» **Rows**:
———

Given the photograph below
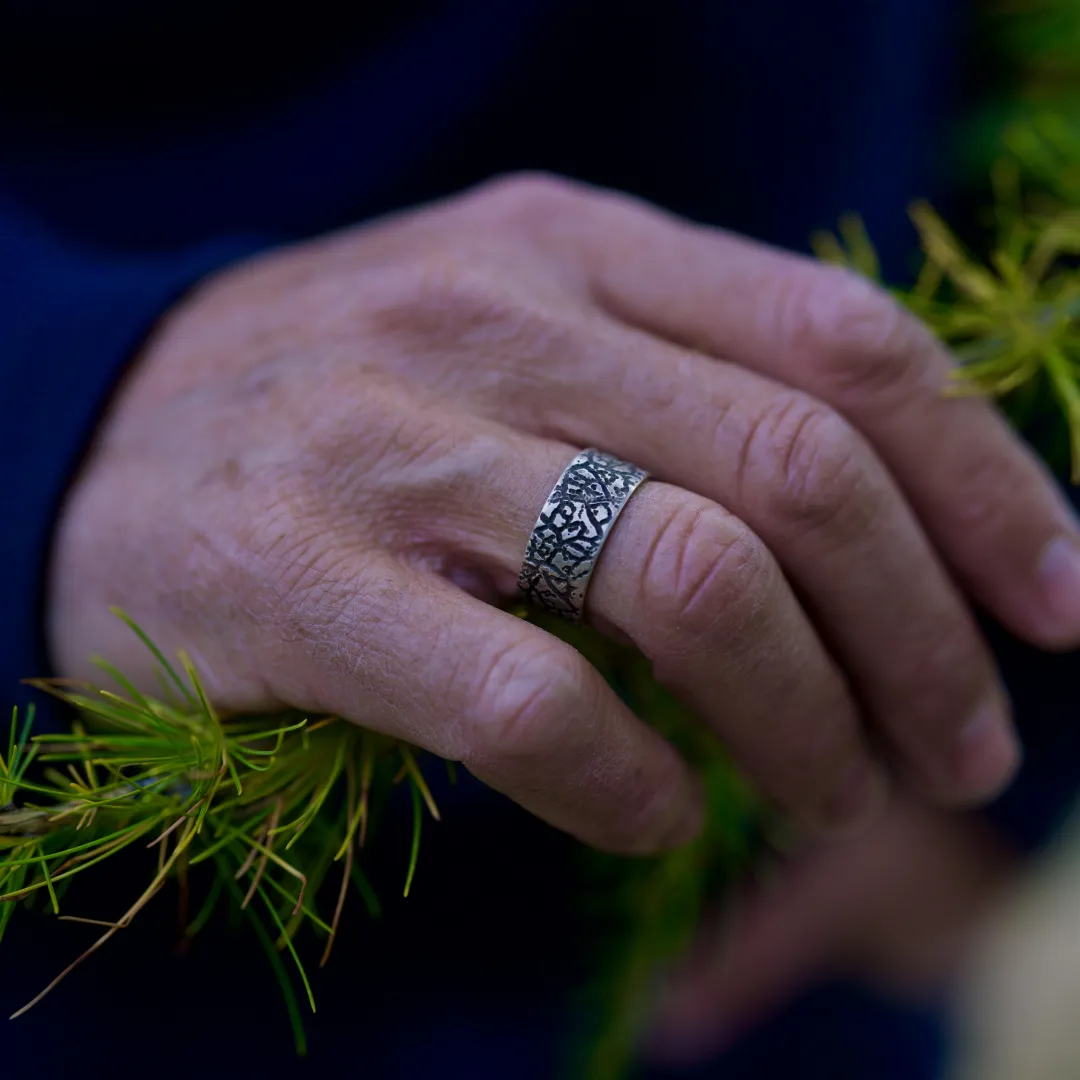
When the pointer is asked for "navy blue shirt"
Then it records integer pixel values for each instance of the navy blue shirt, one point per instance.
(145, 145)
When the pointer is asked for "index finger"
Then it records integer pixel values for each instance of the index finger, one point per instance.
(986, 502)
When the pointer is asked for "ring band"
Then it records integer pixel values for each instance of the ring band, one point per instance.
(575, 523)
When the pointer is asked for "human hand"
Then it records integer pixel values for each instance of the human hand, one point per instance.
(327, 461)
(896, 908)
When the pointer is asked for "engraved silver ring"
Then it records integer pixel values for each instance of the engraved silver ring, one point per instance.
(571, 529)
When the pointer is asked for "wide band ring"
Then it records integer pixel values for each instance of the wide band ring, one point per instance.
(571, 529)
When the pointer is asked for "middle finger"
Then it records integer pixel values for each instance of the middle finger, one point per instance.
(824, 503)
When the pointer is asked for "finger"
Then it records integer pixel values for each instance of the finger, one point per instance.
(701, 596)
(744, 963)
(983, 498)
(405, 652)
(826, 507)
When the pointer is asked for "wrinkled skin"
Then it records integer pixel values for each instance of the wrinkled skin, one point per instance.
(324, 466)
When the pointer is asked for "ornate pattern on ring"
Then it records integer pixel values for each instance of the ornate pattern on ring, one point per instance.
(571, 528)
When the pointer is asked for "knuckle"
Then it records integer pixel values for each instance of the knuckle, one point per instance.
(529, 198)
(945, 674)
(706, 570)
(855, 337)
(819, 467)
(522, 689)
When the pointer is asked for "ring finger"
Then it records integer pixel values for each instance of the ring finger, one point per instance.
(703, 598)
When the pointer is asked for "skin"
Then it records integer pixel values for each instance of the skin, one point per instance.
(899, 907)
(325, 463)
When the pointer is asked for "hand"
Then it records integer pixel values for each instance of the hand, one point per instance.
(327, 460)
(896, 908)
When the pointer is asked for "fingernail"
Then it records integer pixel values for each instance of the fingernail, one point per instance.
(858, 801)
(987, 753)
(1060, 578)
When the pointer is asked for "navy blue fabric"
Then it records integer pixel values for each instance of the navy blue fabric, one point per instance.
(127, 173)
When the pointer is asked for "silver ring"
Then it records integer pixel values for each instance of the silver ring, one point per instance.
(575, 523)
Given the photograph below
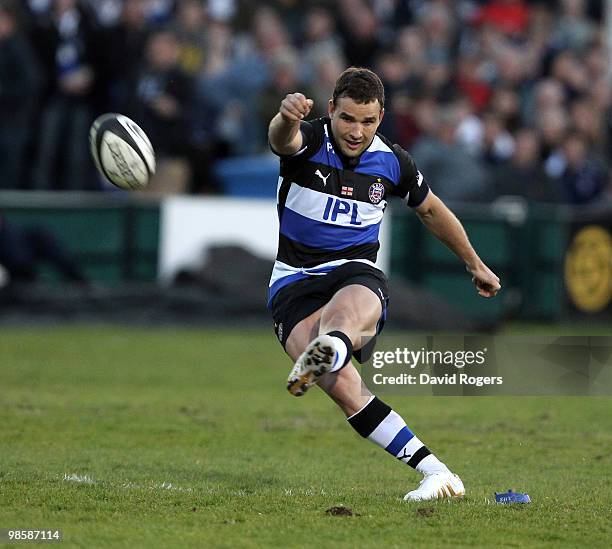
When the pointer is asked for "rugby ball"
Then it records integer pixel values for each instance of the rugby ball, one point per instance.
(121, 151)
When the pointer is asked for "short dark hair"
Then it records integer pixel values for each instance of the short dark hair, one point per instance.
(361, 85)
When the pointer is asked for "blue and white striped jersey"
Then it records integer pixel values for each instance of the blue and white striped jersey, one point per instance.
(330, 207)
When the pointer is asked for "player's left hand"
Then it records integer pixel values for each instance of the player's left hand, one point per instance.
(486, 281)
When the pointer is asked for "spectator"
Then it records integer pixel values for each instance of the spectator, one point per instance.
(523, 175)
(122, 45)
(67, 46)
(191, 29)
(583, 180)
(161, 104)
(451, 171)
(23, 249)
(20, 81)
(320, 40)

———

» **What is asked**:
Leave out every picture and copy the rest of the records exactly.

» **Written answer**:
Given the photograph below
When the pointer is asked for "navy blue shirt"
Then it records integer pixel values for each instance of the navy blue shirt, one point per instance.
(145, 145)
When the pointer is asked for "index finger"
Then it records integer pixel values for each instance of the index finger, one point per instance.
(986, 502)
When the pointer is asked for "ring band"
Then it records integer pixel values for each instance of the ring band, one point per instance.
(575, 523)
When the pointer is asked for "human hand"
Then it records integer pixel values for each instance of the human hand, one point per instance.
(327, 461)
(896, 908)
When the pointer is asked for "engraved silver ring"
Then it records integer pixel values for each instance of the engraved silver ring, one point per instance.
(571, 529)
When the pointer is asked for "wide band ring"
Then it records integer pixel values for each instance of the wide band ring, one point per instance.
(571, 529)
When the pointer is asked for "middle finger"
Then it records integer pixel values for each instance of the middle finger, one point per instance.
(824, 503)
When the pointer is asked for "finger"
Then it records integer pixel values for each instance of the finger, one point per instance.
(701, 596)
(744, 963)
(983, 498)
(405, 652)
(826, 507)
When the pointer is asked for "wrinkled skin"
Then it records integer pixel values for each instance of the wrinkled skin, one point per instance.
(324, 466)
When the pointer is asked for "ornate pattern on ring"
Then it records integer pixel values for each instance of the ornate pattern on ring, one point per instance.
(571, 528)
When the pointer is asked for "knuckle"
Then it records integer pixel values for each instance of the knuckle, one point per instance.
(529, 198)
(945, 674)
(706, 570)
(855, 337)
(819, 467)
(522, 689)
When the pointer is asked for "ring finger"
Then it records integer pixel values for each instance of the ring finger, one point per instance.
(703, 598)
When the pointer is asked for "skin"
Then it records integer pixel values for each instance of the skin, one point per instance.
(899, 907)
(325, 463)
When the pointer is asked for "hand"
Then it records integer pixel values for each instance of the hand, one point per instance.
(327, 460)
(896, 908)
When the pointer is asked for "fingernail"
Then it records integer pixel values for each instance of the fingernail, one point per instance.
(858, 801)
(987, 753)
(1060, 578)
When the pointer is asked for "navy blue fabric"
Then it records integer pixel values for each instance of the navy blue fabric, one point per instance.
(127, 173)
When the pointer is asked for "silver ring"
Then it records integer pixel values for each instance of the silver ring, one point per instance.
(575, 523)
Given the photograph below
When the pointer is asked for "rugby ball"
Then it records integer pixel values for each instance of the rugby ball, one point per instance.
(121, 151)
When the pointer is asked for "short dark hair"
Then it records integer pixel values for each instance of the short dark hair, one point per instance.
(361, 85)
When the pointer is asked for "blue and white striped jersey"
Then it records integer pixel values for each instance of the blue and white striped jersey, one point per instance.
(330, 207)
When the pointer is asked for "player's left hand"
Then it records integer pixel values for each instance of the player's left hand, one point per instance.
(486, 281)
When the pointer is asked for "spectator"
Then it records integer pixel values for each instance of the spectator, one point per instance.
(523, 175)
(122, 45)
(67, 46)
(191, 29)
(583, 180)
(161, 104)
(451, 171)
(23, 249)
(20, 81)
(320, 40)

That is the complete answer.